◆ **Given exercise**:
The listing below should be printed exactly, every line of it. Skip the pictures.

--------------------

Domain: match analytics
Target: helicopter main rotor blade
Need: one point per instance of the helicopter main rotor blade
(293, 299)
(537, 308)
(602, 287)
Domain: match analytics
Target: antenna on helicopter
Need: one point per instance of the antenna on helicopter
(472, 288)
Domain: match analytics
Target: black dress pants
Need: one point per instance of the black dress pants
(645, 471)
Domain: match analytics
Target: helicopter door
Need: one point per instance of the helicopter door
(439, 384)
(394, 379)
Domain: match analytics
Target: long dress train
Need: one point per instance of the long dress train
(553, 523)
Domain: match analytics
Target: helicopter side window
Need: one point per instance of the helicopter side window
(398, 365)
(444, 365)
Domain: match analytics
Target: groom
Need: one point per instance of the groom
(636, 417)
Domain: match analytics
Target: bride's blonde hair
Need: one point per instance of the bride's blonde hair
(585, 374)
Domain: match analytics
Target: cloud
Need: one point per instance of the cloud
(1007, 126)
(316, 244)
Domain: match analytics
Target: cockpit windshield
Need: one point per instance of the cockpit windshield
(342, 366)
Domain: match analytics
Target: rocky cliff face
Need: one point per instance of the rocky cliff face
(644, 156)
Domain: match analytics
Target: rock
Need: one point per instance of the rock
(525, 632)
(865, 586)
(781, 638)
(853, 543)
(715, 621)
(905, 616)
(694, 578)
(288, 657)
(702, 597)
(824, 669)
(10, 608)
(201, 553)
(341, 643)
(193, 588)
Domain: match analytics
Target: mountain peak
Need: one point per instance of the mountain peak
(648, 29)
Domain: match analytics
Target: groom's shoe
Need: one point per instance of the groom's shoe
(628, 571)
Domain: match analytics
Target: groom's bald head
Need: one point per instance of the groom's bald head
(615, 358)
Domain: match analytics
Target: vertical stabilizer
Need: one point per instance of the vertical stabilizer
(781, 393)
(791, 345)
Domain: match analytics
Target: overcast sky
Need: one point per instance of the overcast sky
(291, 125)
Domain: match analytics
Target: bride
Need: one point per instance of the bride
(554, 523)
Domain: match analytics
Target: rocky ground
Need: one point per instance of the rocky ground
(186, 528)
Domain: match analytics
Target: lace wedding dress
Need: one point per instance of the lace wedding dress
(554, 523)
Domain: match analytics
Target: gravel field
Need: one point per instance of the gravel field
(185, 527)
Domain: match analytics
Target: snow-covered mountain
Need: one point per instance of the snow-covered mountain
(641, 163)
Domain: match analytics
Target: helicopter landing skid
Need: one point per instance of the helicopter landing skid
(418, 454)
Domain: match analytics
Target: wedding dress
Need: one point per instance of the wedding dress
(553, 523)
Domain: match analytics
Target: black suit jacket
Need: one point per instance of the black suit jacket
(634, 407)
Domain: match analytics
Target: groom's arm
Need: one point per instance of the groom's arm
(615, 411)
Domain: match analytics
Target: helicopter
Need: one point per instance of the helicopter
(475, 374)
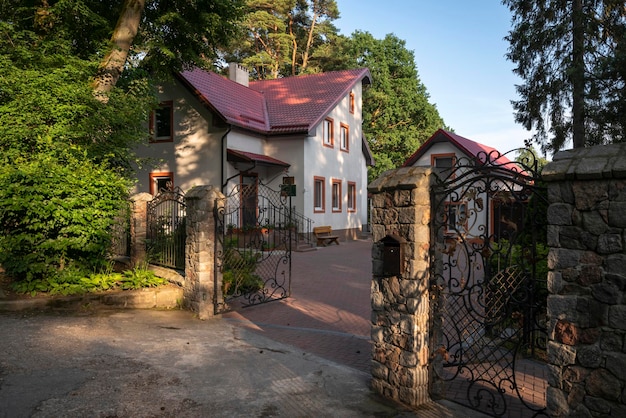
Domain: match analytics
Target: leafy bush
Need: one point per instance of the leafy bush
(56, 214)
(65, 157)
(238, 271)
(71, 282)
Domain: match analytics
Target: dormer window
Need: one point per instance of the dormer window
(443, 160)
(344, 138)
(329, 141)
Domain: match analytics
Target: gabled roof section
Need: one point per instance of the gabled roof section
(251, 157)
(472, 149)
(282, 106)
(234, 102)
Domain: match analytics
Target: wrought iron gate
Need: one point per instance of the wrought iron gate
(165, 233)
(255, 232)
(488, 282)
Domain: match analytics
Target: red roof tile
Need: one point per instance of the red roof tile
(471, 148)
(245, 156)
(284, 105)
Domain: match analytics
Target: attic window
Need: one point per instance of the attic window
(329, 141)
(344, 139)
(442, 160)
(161, 123)
(161, 181)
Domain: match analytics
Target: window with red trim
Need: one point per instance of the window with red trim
(351, 196)
(344, 137)
(318, 194)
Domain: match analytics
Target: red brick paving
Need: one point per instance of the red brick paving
(328, 313)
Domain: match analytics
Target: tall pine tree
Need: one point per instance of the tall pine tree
(567, 52)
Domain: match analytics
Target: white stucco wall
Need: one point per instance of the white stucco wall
(194, 156)
(335, 164)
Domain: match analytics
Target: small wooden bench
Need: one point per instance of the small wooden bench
(324, 235)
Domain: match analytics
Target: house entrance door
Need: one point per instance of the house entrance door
(488, 282)
(249, 201)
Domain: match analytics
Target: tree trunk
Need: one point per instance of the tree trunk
(112, 65)
(578, 75)
(309, 41)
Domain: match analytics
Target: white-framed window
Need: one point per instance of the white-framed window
(344, 137)
(351, 196)
(318, 194)
(443, 160)
(351, 102)
(162, 123)
(329, 140)
(336, 195)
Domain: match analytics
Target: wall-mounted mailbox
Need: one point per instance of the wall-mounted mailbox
(393, 255)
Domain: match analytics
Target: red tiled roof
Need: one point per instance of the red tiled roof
(236, 103)
(471, 148)
(245, 156)
(284, 105)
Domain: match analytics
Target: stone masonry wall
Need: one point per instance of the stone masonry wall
(199, 289)
(401, 207)
(587, 282)
(138, 228)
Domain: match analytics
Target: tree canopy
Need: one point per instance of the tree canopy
(293, 37)
(67, 158)
(570, 55)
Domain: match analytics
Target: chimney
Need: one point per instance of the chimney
(238, 73)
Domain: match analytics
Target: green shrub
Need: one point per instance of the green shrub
(71, 281)
(56, 216)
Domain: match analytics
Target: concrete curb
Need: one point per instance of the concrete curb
(162, 297)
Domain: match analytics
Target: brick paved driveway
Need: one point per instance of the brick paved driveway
(328, 313)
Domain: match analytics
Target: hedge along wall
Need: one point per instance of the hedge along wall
(587, 282)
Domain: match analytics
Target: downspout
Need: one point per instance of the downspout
(230, 127)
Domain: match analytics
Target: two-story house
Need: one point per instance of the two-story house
(232, 132)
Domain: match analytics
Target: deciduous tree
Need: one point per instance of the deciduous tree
(67, 157)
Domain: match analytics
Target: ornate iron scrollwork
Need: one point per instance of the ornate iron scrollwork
(488, 282)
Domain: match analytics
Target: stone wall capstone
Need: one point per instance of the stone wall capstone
(587, 282)
(138, 228)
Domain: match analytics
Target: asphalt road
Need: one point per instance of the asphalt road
(150, 363)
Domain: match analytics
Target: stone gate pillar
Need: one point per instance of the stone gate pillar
(138, 228)
(401, 207)
(199, 289)
(587, 282)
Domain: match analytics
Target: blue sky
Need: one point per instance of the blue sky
(459, 52)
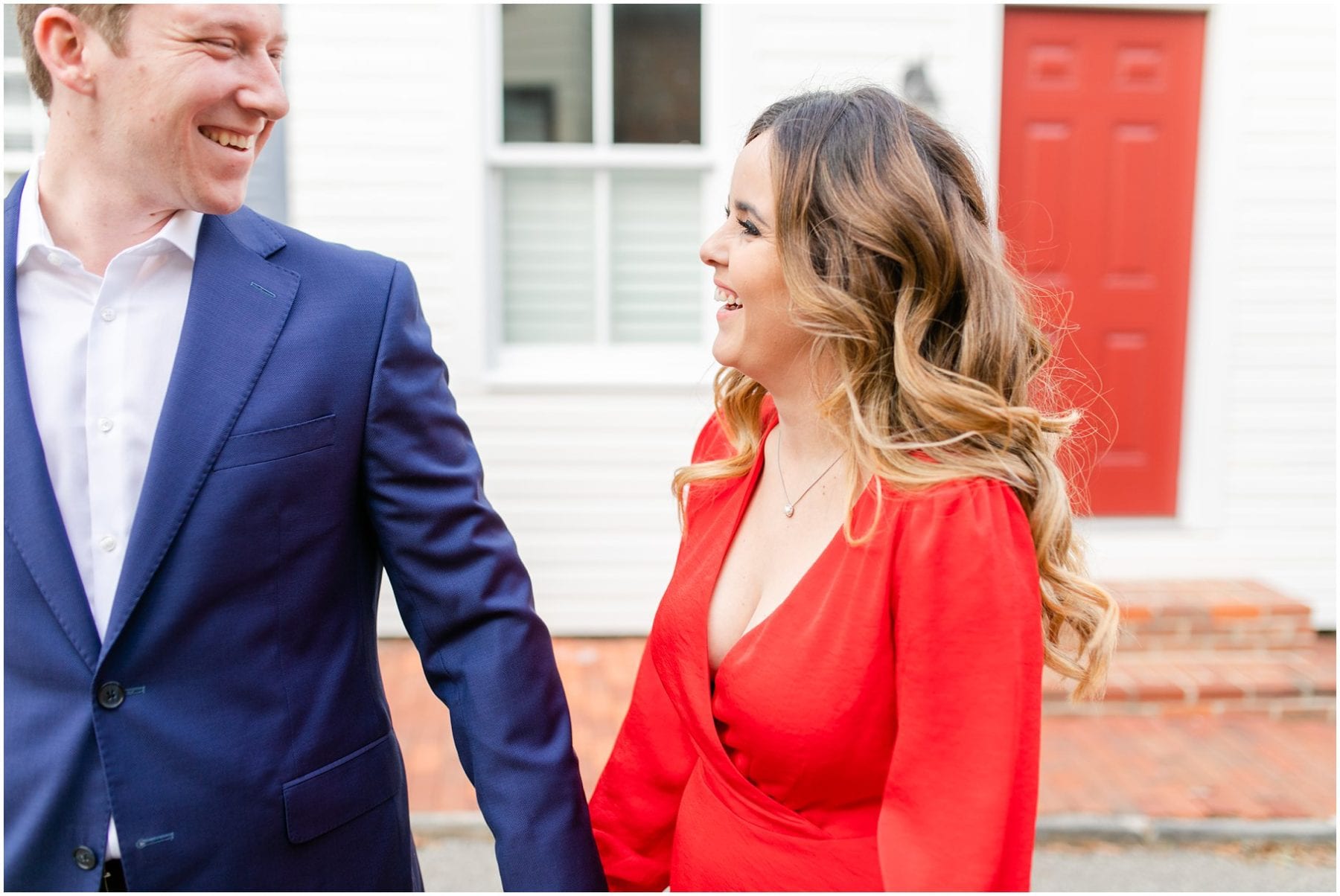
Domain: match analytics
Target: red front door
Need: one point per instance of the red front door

--------------------

◆ **Output**:
Domain: match analytics
Target: helicopter main rotor blade
Need: one point per instance of the helicopter main rotor blade
(293, 299)
(537, 308)
(602, 287)
Domain: match analytics
Target: antenna on helicopter
Need: one point per instance of the antenna on helicopter
(472, 288)
Domain: match analytics
Target: black dress pants
Need: one point per instance of the black dress pants
(645, 471)
Domain: match analytics
Target: helicopter door
Need: one point per instance of the helicopter door
(439, 384)
(394, 379)
Domain: match analytics
Target: long dress train
Need: one point per instance of the long dress train
(553, 523)
Domain: match analytics
Target: helicopter side window
Need: one point per instance of the helicopter side window
(398, 365)
(444, 365)
Domain: match analytics
Target: groom
Need: one point per instance of the groom
(636, 417)
Domain: match analytics
Target: bride's blonde hair
Need: one point per instance of the bride's blonde hair
(585, 374)
Domain: match analytics
Target: cloud
Need: one point per instance of the cloud
(1007, 126)
(316, 244)
Domain: match analytics
Target: cockpit windshield
Need: one point per instance of the cockpit windshield
(342, 366)
Domain: match analytics
Target: rocky cliff face
Need: one point per instance of the rocky cliff face
(644, 156)
Domain: match analytics
Target: rock
Need: one point per instance of the rock
(525, 632)
(865, 586)
(781, 638)
(853, 543)
(715, 621)
(905, 616)
(694, 578)
(288, 657)
(702, 597)
(824, 669)
(10, 608)
(201, 553)
(341, 643)
(193, 588)
Domain: match analytics
Target: mountain peak
Need: one point per instance of the mountain peak
(648, 29)
Domain: match analytics
Target: groom's shoe
Need: one point per instance of the groom's shoe
(628, 571)
Domain: match analytics
Target: groom's bald head
Need: one point per instance of the groom's bald head
(615, 358)
Domain: match analytics
Target: vertical stabilizer
Need: one point per instance of the vertical stabilizer
(781, 393)
(791, 345)
Domain: match analytics
Target: overcast sky
Need: one point per instance of the overcast sky
(291, 125)
Domain: match analytics
Target: bride
Need: one point per instance of the bride
(554, 523)
Domain: match analytics
Target: rocky ground
Need: one point per instance of the rocky ground
(186, 528)
Domain: match analytics
Target: lace wedding dress
Need: one point per instance of the lace wedding dress
(554, 523)
Domain: match analytics
Target: gravel field
Need: one point per instance of the gravel field
(185, 527)
Domain: match analytics
Target: snow-covered mountain
Need: one point per instance of the snow-covered mountain
(641, 163)
Domain: match analytics
Target: helicopter landing skid
Need: one point per instance of the helicopter landing skid
(418, 454)
Domain: match analytics
Target: wedding dress
Need: one point per instance of the wedding dress
(553, 523)
Domain: match analytics
Target: black suit jacket
Need: one point per instance of the black suit jacket
(634, 407)
Domain: match analytics
Target: groom's arm
Need: one point per instance of the groom's arm
(615, 411)
Domain: match analytics
Target: helicopter
Need: one point per instance of the helicopter
(475, 374)
Domain: match analytics
Target: leafy bush
Need: one point per instance of the leafy bush
(56, 214)
(65, 157)
(238, 271)
(71, 282)
Domain: match analytics
Target: dormer window
Need: one point per instance of the dormer window
(443, 160)
(344, 138)
(329, 141)
Domain: match analytics
Target: gabled roof section
Need: one point per instance of the gabled roof section
(251, 157)
(472, 149)
(282, 106)
(234, 102)
Domain: match analytics
Target: wrought iron gate
Need: one point per instance of the wrought iron gate
(165, 233)
(255, 232)
(488, 282)
Domain: match analytics
Target: red roof tile
Need: one point per instance of the red roof tile
(471, 148)
(245, 156)
(284, 105)
Domain: match analytics
Target: attic window
Need: one point per instance of the attic window
(329, 141)
(344, 139)
(442, 160)
(161, 123)
(161, 181)
Domain: match analytics
Target: window with red trim
Need: one point per instance of the window with red trim
(351, 196)
(344, 137)
(318, 194)
Domain: match analytics
Target: red brick paving
Need: one point per instance of the red brick paving
(328, 313)
Domain: match analytics
Target: tall pine tree
Need: one point per instance of the tall pine tree
(567, 52)
Domain: match analytics
Target: white stucco wall
Need: one point per instance of the white stucco wall
(194, 156)
(335, 164)
Domain: match analytics
Target: small wooden bench
Need: one point per instance of the small wooden bench
(324, 235)
Domain: match analytics
Target: house entrance door
Need: one point per instance of the house entrance door
(488, 282)
(249, 201)
Domain: match analytics
Target: tree trunk
Need: one point per instance of the tree trunk
(112, 65)
(578, 75)
(309, 41)
Domain: match analytics
Target: white-framed window
Need: one point per instance of the white-framed window
(344, 137)
(351, 196)
(318, 194)
(443, 160)
(351, 102)
(162, 123)
(329, 140)
(336, 195)
Domain: match analytics
Target: wall-mounted mailbox
Need: one point per instance of the wall-mounted mailbox
(393, 255)
Domain: match analytics
Target: red tiled roof
Need: one point per instance of the red tiled roof
(236, 103)
(471, 148)
(245, 156)
(284, 105)
Domain: match analytics
Target: stone masonry wall
Need: one point per instance of the stone masonry wall
(199, 289)
(401, 207)
(587, 282)
(138, 228)
Domain: match analytics
Target: tree canopy
Need: one point per instance of the tree canopy
(293, 37)
(67, 158)
(570, 55)
Domain: match analytics
Target: chimney
Need: one point per instance of the chimney
(238, 73)
Domain: match analytics
Target: green shrub
Need: one point per instance of the green shrub
(71, 281)
(56, 216)
Domain: match analytics
Target: concrete curb
Need: one point per instance of the concrete curb
(162, 297)
Domain: match analytics
Target: brick paved driveway
Need: one point per instance of the brick paved driveway
(328, 313)
Domain: match analytics
Target: hedge along wall
Need: one point per instance of the hedge along wall
(587, 282)
Domain: match analytics
Target: downspout
Need: one point per instance of the downspout
(230, 127)
Domain: match analytics
Target: two-story house
Need: one point per instance of the two-story house
(232, 132)
Domain: match analytics
Target: deciduous tree
Need: one point per instance of the deciduous tree
(67, 157)
Domain: match analytics
Target: ornate iron scrollwork
Need: one point per instance of the ornate iron scrollwork
(488, 282)
Domain: match analytics
Target: stone wall capstone
Need: one point per instance of the stone wall capstone
(587, 282)
(138, 228)
Domain: match analytics
Target: asphalt road
Need: one point per instance of the asphalt road
(150, 363)
Domain: match analytics
Target: stone gate pillar
Need: one point per instance of the stone gate pillar
(138, 228)
(401, 207)
(199, 289)
(587, 282)
Domain: match analytics
Target: blue sky
Need: one point per instance of the blue sky
(459, 52)
Domain: match analytics
Target: red front door
Need: one point per instance of the red front door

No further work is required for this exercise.